++++ Material shown ++++
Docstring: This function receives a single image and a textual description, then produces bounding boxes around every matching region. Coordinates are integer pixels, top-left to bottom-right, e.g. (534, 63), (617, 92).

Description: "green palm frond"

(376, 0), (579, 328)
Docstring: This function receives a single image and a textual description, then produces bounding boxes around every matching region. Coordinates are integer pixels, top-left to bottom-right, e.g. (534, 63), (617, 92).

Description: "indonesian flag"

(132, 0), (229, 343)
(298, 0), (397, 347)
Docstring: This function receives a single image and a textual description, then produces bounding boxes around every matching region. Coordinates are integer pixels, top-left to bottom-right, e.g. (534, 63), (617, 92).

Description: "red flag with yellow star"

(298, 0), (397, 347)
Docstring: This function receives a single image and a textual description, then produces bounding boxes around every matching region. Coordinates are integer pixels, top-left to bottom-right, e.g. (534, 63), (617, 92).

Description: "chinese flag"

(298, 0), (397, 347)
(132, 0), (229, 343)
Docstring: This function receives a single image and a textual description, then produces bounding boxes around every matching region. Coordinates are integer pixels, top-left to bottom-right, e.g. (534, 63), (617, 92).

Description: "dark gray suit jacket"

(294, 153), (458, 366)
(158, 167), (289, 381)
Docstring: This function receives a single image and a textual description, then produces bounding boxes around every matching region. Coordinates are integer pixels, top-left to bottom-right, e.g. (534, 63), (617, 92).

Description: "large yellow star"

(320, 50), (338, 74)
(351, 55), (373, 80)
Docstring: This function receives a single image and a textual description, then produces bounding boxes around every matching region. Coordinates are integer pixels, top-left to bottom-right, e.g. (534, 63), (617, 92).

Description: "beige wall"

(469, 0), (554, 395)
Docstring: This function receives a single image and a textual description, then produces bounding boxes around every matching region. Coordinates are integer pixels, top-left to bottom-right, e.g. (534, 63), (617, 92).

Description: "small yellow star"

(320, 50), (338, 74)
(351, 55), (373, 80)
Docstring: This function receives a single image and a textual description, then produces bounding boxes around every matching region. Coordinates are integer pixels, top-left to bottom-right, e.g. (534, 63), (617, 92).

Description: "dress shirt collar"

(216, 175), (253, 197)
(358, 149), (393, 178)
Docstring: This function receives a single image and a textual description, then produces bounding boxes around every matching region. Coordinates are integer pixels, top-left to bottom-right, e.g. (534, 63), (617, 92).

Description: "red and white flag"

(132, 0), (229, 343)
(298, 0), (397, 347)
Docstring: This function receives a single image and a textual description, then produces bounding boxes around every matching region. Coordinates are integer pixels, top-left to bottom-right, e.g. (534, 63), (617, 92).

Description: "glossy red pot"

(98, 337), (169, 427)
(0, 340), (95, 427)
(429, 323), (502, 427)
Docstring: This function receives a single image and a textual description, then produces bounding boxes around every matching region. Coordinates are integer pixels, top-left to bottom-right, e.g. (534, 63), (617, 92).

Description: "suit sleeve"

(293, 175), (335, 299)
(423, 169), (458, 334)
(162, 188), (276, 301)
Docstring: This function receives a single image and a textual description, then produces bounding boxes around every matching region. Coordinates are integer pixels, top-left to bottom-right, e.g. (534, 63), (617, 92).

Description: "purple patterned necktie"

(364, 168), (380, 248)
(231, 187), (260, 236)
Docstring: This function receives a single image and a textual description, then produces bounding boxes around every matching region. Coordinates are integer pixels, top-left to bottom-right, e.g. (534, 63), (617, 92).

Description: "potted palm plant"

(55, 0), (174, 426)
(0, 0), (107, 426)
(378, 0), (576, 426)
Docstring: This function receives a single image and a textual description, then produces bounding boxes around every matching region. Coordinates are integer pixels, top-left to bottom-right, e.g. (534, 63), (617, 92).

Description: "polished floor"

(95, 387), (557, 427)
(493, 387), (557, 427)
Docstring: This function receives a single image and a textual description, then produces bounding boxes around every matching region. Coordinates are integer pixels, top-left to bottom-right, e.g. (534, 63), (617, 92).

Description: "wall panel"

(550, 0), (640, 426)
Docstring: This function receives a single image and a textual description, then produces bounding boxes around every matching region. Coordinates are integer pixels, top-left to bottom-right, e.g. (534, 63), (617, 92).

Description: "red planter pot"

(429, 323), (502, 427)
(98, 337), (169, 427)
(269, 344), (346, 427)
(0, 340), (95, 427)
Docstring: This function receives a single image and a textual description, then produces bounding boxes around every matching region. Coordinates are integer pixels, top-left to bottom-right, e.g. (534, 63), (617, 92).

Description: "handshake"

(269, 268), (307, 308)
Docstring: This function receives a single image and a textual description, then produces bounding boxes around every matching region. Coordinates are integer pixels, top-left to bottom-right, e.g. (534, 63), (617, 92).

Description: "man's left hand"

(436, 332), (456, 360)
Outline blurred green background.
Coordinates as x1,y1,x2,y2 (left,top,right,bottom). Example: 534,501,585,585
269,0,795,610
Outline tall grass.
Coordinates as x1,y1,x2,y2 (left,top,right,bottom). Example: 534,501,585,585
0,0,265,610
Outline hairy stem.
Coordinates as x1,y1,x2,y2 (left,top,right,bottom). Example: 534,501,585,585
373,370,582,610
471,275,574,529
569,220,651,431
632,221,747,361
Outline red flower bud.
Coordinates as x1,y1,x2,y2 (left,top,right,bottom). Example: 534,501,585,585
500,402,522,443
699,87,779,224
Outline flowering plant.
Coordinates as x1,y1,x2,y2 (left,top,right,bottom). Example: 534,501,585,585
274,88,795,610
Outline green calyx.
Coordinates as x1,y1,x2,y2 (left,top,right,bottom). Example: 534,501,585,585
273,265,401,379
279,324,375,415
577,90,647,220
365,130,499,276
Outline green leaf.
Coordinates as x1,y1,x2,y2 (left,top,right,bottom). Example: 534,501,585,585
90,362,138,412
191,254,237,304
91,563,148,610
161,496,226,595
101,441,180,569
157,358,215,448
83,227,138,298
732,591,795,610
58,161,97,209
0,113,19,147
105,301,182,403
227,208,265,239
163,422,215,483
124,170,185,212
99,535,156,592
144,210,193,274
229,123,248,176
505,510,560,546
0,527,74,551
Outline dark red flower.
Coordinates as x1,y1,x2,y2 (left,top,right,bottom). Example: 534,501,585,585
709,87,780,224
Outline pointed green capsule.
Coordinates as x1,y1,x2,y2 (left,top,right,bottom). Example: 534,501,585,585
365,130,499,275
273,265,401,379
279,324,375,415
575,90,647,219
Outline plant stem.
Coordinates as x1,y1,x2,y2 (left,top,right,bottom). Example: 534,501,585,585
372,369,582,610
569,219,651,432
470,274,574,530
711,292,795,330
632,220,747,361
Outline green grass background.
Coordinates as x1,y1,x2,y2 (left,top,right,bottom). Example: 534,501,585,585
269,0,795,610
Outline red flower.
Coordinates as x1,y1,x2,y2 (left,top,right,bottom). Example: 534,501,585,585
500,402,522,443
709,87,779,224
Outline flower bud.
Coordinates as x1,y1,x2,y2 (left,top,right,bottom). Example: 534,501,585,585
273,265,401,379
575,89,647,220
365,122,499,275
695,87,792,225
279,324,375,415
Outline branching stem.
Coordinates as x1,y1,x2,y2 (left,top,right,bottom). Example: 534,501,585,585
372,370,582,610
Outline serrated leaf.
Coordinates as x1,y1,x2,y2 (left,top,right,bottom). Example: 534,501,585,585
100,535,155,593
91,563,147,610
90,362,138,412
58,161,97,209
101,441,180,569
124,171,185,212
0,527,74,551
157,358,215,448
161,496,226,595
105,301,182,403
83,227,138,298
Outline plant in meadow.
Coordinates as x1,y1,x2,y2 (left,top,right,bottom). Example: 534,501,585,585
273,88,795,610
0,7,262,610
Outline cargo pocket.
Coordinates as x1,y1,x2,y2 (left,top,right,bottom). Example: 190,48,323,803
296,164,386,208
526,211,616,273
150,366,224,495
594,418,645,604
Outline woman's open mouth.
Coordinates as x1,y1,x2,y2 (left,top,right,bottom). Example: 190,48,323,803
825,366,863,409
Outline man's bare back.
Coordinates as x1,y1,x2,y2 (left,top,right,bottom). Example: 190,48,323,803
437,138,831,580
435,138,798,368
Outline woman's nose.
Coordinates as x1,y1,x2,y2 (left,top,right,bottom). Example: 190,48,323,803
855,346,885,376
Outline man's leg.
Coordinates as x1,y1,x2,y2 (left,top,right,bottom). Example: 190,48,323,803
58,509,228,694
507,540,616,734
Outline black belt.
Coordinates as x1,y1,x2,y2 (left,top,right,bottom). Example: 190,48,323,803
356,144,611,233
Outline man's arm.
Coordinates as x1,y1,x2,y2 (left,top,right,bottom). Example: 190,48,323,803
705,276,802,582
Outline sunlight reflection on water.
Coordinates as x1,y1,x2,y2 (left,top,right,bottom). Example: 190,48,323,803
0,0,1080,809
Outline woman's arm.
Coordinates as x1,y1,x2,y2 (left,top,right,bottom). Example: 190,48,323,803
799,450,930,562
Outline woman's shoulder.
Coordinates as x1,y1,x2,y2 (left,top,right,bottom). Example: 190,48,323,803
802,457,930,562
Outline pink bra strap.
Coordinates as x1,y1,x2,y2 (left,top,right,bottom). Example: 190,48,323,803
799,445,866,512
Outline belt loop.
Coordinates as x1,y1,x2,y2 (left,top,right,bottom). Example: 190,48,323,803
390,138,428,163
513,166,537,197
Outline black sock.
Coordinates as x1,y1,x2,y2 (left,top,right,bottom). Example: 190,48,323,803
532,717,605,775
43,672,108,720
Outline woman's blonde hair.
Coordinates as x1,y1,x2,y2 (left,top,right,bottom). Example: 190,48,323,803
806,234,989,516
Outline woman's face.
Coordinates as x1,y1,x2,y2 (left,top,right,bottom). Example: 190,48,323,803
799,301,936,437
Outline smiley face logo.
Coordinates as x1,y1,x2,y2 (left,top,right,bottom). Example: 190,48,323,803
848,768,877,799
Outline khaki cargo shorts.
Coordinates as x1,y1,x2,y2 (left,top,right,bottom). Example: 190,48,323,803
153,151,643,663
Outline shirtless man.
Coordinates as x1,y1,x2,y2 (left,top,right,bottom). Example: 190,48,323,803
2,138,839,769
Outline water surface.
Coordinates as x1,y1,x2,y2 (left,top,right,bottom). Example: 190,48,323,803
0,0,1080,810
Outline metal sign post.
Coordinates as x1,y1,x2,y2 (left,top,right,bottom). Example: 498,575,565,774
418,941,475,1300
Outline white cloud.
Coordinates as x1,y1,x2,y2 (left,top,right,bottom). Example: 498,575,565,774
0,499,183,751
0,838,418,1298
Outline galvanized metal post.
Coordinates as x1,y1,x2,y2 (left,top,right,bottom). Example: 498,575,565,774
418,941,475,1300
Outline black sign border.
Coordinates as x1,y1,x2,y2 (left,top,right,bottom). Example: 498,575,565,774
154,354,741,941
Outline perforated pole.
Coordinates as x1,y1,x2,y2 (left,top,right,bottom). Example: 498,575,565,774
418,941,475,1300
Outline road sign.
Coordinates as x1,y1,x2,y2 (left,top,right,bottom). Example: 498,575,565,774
++++
Please copy out again the lines above, between the line holding "Outline plant stem." and the line holding "356,144,611,233", inclusive.

Outline plant stem.
Coordinates as x1,y1,x2,y2 (left,top,right,bottom). Example: 534,501,585,585
372,369,582,610
569,219,651,432
470,274,574,530
711,292,795,330
632,220,747,361
Outline green grass background.
Coordinates as x1,y1,x2,y2 (left,top,right,bottom). Example: 534,501,585,585
269,0,795,610
Outline red flower.
Coordinates as x1,y1,x2,y2 (left,top,right,bottom). Example: 534,501,585,585
500,402,522,443
709,87,779,224
Outline flower bud.
Coordinates as x1,y1,x2,y2 (left,top,right,bottom). Example: 534,501,585,585
273,265,401,379
575,89,647,220
365,122,499,275
695,87,792,225
279,324,375,415
Outline branching stem.
Coordinates as x1,y1,x2,y2 (left,top,right,bottom). Example: 534,501,585,585
372,370,582,610
Outline serrated leaf.
Coordinates as x1,y1,x2,y2 (left,top,right,bottom). Example: 534,501,585,585
100,535,155,593
91,563,147,610
90,362,138,412
58,161,97,209
101,441,180,569
124,171,185,212
0,527,74,551
157,358,215,448
161,496,226,595
105,301,182,403
83,227,138,298
Outline plant in meadow.
Coordinates as x1,y1,x2,y2 (left,top,right,bottom). Example: 534,501,585,585
273,88,795,610
0,7,262,610
Outline cargo pocket.
Coordinates as x1,y1,x2,y2 (left,top,right,bottom). Example: 190,48,323,803
296,164,386,208
526,211,616,273
150,366,224,495
594,418,645,604
Outline woman's open mouth.
Coordinates as x1,y1,x2,y2 (left,top,right,bottom). Example: 190,48,323,803
825,366,863,409
Outline man's bare back.
Coordinates as x1,y1,x2,y2 (left,top,right,bottom). Example: 190,48,323,803
437,138,831,580
435,138,798,368
Outline woman's nose.
Coordinates as x1,y1,x2,y2 (left,top,right,bottom). Example: 190,48,323,803
855,346,885,376
Outline man's leg.
Coordinates as x1,y1,x2,y2 (left,top,right,bottom). Example: 190,48,323,803
58,509,228,694
507,540,616,734
Outline black belt.
Coordinates as x1,y1,x2,y2 (left,top,right,bottom). Example: 190,48,323,803
356,144,611,233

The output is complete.